──────── TEXT PROVIDED

He is the decree of God behind and above which there can be no earlier or higher decree and beside which there can be no other, since all others serve only the fulfilment of this decree. He is the beginning of God before which there is no other beginning apart from that of God within Himself. Except, then, for God Himself, nothing can derive from any other source or look back to any other starting-point. He is the election of God before which and without which and beside which God cannot make any other choices. Before Him and without Him and beside Him God does not, then, elect or will anything. And He is the election (and on that account the beginning and the decree and the Word) of the free grace of God. For it is God's free grace that in Him He elects to be man and to have dealings with man and to join Himself to man. He, Jesus Christ, is the free grace of God as not content simply to remain identical with the inward and eternal being of God, but operating ad extra [in addition] in the ways and works of God. And for this reason, before Him and above Him and beside Him and apart from Him there is no election, no beginning, no decree, no Word of God. Free grace is the only basis and meaning of all God's ways and works ad extra. For what extra is there that the ways and works could serve, or necessitate, or evoke? There is no extra except that which is first willed and posited by God in the presupposing of all His ways and works. There is no extra except that which has its basis and meaning as such in the divine election of grace. But Jesus Christ is Himself the divine election of grace. For this reason He is God's Word, God's decree and God's beginning. He is so all-inclusively, comprehending absolutely within Himself all things and everything, enclosing within Himself the autonomy of all other words, decrees and beginnings . . .

In the beginning, before time and space as we know them, before creation, before there was any reality distinct from God which could be the object of the love of God or the setting for his acts of freedom, God anticipated and determined within Himself (in the power of His love and freedom, of His knowing and willing) that the goal and meaning of all His dealings with the as yet non-existent universe should be the fact that in His Son He would be gracious towards man, uniting Himself with him. In the beginning it was the choice of the Father Himself to establish this covenant with man by giving up His Son for him, that He Himself might become man in the fulfilment of His grace. In the beginning it was the choice of the Son to be obedient to grace, and therefore to offer up Himself and to become man in order that this covenant might be made a reality. In the beginning it was the resolve of the Holy Spirit that the unity of God, of Father and Son should not be disturbed or rent by this covenant with man, but that it should be made the more glorious, the deity of God, the divinity of His love and freedom, being confirmed and demonstrated by this offering of the Father and this self-offering of the Son. This choice was in the beginning. As the subject and object of this choice, Jesus Christ was at the beginning. He was not at the beginning of God, for God has indeed no beginning. But He was at the beginning of all things, at the beginning of God's dealings with the reality which is distinct from Himself. Jesus Christ was the choice or election of God in respect of this reality. He was the election of God's grace as directed towards man. He was the election of God's covenant with man . . .

────────────────
──────── DATASET ENTRIES

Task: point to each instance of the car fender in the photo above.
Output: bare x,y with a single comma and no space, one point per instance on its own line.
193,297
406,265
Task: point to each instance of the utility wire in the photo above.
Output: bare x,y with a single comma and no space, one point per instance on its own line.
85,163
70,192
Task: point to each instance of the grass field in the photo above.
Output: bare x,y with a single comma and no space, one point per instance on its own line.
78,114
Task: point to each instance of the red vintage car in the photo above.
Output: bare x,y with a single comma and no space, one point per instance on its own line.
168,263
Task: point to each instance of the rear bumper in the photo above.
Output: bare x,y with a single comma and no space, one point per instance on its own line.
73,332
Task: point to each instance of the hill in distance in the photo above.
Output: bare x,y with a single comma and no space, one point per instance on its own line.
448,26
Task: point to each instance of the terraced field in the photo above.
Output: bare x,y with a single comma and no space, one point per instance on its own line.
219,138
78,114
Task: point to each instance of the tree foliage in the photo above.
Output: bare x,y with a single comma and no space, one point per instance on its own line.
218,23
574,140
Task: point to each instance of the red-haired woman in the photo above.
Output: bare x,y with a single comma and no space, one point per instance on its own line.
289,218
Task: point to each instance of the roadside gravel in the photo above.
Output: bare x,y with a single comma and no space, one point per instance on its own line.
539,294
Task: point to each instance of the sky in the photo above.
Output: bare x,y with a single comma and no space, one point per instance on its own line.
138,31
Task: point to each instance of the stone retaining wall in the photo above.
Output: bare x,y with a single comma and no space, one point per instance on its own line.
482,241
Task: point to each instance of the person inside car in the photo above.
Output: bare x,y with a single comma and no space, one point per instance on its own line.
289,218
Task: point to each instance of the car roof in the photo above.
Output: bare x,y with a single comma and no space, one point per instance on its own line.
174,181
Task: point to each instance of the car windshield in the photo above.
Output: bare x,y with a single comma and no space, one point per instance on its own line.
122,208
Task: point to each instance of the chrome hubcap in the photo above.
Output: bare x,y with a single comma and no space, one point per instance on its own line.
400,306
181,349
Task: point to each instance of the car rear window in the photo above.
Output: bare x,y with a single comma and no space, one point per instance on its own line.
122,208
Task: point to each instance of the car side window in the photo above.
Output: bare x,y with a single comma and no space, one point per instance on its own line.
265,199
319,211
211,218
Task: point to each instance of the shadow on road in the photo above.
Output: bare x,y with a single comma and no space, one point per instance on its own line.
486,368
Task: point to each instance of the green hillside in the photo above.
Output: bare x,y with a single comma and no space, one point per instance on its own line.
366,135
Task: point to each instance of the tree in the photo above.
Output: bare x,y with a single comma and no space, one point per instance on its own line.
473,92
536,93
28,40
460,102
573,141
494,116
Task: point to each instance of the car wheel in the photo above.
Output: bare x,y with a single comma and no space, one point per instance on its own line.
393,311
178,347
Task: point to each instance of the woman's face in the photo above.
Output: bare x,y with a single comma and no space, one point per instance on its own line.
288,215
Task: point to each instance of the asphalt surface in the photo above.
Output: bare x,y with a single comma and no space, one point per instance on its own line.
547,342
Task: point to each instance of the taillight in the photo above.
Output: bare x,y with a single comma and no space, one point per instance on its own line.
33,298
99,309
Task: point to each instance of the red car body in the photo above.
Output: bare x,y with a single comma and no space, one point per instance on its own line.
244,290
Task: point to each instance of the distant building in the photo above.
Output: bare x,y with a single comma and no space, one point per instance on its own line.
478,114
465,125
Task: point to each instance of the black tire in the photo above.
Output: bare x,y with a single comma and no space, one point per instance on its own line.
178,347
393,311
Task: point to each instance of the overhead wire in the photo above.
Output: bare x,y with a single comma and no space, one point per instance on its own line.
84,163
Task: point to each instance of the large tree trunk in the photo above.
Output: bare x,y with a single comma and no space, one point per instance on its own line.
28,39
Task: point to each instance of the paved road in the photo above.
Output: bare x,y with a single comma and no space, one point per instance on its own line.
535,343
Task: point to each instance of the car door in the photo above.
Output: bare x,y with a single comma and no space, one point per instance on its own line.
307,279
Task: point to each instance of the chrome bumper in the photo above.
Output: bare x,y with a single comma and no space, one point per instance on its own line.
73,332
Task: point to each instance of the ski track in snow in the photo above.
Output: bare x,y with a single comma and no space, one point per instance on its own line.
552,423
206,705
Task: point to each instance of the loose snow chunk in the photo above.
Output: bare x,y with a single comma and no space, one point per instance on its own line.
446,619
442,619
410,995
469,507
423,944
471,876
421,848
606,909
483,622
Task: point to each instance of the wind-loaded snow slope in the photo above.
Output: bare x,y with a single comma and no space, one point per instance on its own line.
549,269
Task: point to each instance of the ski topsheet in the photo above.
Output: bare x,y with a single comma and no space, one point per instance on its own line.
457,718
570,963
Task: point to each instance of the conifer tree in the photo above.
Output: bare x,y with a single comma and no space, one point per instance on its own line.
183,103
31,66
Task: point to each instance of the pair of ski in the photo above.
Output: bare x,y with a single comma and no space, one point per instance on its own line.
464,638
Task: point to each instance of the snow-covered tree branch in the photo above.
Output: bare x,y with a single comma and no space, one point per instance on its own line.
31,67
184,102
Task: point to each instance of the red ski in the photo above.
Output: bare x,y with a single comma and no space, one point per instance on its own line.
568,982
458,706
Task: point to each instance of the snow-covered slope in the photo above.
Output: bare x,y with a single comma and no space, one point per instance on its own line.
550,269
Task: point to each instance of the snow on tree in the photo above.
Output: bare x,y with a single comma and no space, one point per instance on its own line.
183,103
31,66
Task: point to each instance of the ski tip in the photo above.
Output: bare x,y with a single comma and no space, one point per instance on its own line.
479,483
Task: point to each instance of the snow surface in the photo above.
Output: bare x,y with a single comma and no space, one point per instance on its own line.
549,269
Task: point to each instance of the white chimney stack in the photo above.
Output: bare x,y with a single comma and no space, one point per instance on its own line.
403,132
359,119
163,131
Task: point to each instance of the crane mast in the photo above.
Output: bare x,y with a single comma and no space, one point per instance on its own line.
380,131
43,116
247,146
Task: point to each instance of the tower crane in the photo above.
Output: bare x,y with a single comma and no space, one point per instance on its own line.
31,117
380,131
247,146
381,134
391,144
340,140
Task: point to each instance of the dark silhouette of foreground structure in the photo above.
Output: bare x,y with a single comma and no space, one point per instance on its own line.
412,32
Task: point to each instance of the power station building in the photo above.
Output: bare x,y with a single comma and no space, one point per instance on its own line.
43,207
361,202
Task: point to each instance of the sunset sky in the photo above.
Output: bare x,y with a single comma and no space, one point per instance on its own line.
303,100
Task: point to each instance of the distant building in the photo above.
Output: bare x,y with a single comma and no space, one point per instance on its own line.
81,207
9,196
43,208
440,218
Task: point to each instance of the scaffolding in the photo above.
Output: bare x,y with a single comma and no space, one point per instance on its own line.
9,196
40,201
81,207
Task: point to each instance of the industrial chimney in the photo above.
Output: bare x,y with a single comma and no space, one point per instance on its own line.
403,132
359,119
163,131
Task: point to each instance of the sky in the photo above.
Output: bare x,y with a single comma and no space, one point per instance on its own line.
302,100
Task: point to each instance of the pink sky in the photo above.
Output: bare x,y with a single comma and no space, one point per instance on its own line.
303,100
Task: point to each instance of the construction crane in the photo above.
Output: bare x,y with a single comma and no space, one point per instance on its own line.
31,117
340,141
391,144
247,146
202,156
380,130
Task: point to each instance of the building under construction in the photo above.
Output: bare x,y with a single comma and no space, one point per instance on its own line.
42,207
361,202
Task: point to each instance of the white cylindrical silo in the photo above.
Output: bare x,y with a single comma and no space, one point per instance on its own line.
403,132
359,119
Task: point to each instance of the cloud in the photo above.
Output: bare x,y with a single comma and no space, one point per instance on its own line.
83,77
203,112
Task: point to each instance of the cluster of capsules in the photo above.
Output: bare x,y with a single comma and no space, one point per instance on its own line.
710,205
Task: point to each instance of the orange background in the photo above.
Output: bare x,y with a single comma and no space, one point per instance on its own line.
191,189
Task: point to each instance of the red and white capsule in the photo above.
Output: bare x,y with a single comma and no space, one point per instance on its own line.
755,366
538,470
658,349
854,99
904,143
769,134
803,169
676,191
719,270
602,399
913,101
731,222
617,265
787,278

────────────────

**EXERCISE TASK A**:
In the passage on divine election, list everything that the sentence starting "And for this reason, before Him and above Him" says does not exist before, above, beside, or apart from Him.
**EXERCISE TASK B**:
Proceed with the passage on divine election, starting right after its last sentence.

**WRITTEN REPLY A**:
Election, beginning, decree, Word of God

**WRITTEN REPLY B**:
In its simplest and most comprehensive form the dogma of predestination consists, then, in the assertion that the divine predestination is the election of Jesus Christ. But the concept of election has a double reference — to the elector and to the elected. And so, too, the name of Jesus Christ has within itself the double reference: the One called by this name is both very God and very man. Thus the simplest form of the dogma may be divided at once into the two assertions that Jesus Christ is the electing God, and that He is also elected man.

In so far as He is the electing God, we must obviously — and above all — ascribe to Him the active determination of electing. It is not that He does not also elect as man, i.e., elect God in faith. But this election can only follow His prior election, and that means that it follows the divine electing which is the basic and proper determination of His existence.

In so far as He is man, the passive determination of election is also and necessarily proper to Him. It is true, of course, that even as God He is elected; the Elected of His Father. But because as the Son of the Father He has no need of any special election, we must add at once that He is the Son of God elected in His oneness with man, and in fulfilment of God's covenant with man. Primarily, then, electing is the divine determination of the existence of Jesus Christ, and election (being elected) the human.

Jesus Christ is the electing God. We must begin with this assertion because by its content it has the character and dignity of a basic principle, and because the other assertion, that Jesus Christ is elected man, can be understood only in the light of it.

We may notice at once the critical significance of this first assertion in its relation to the traditional understanding of the doctrine. In particular, it crowds out and replaces the idea of a decretum absolutum [absolute, or eternal, decree]. That idea does, of course, give us an answer to the question about the electing God. It speaks of a good-pleasure of God which in basis and direction is unknown to man and to all beings outside God Himself. This good-pleasure is omnipotent and incontrovertible in its decisions. If we are asked concerning its nature, then ultimately no more can be said than that it is divine, and therefore absolutely supreme and authoritative. But now in the place of this blank, this unknown quantity, we are to put the name of Jesus Christ. According to the witness of the Bible, when we are called upon to define and name the first and decisive decision which transcends and includes all others, it is definitely not in order to answer with a mysterious shrug of the shoulders. How can the doctrine of predestination be anything but "dark" and obscure if in its very first tenet, the tenet which determines all the rest, it can speak only of a decretum absolutum? In trying to understand Jesus Christ as the electing God we abandon this tradition, but we hold fast by Jn. 1:1-2.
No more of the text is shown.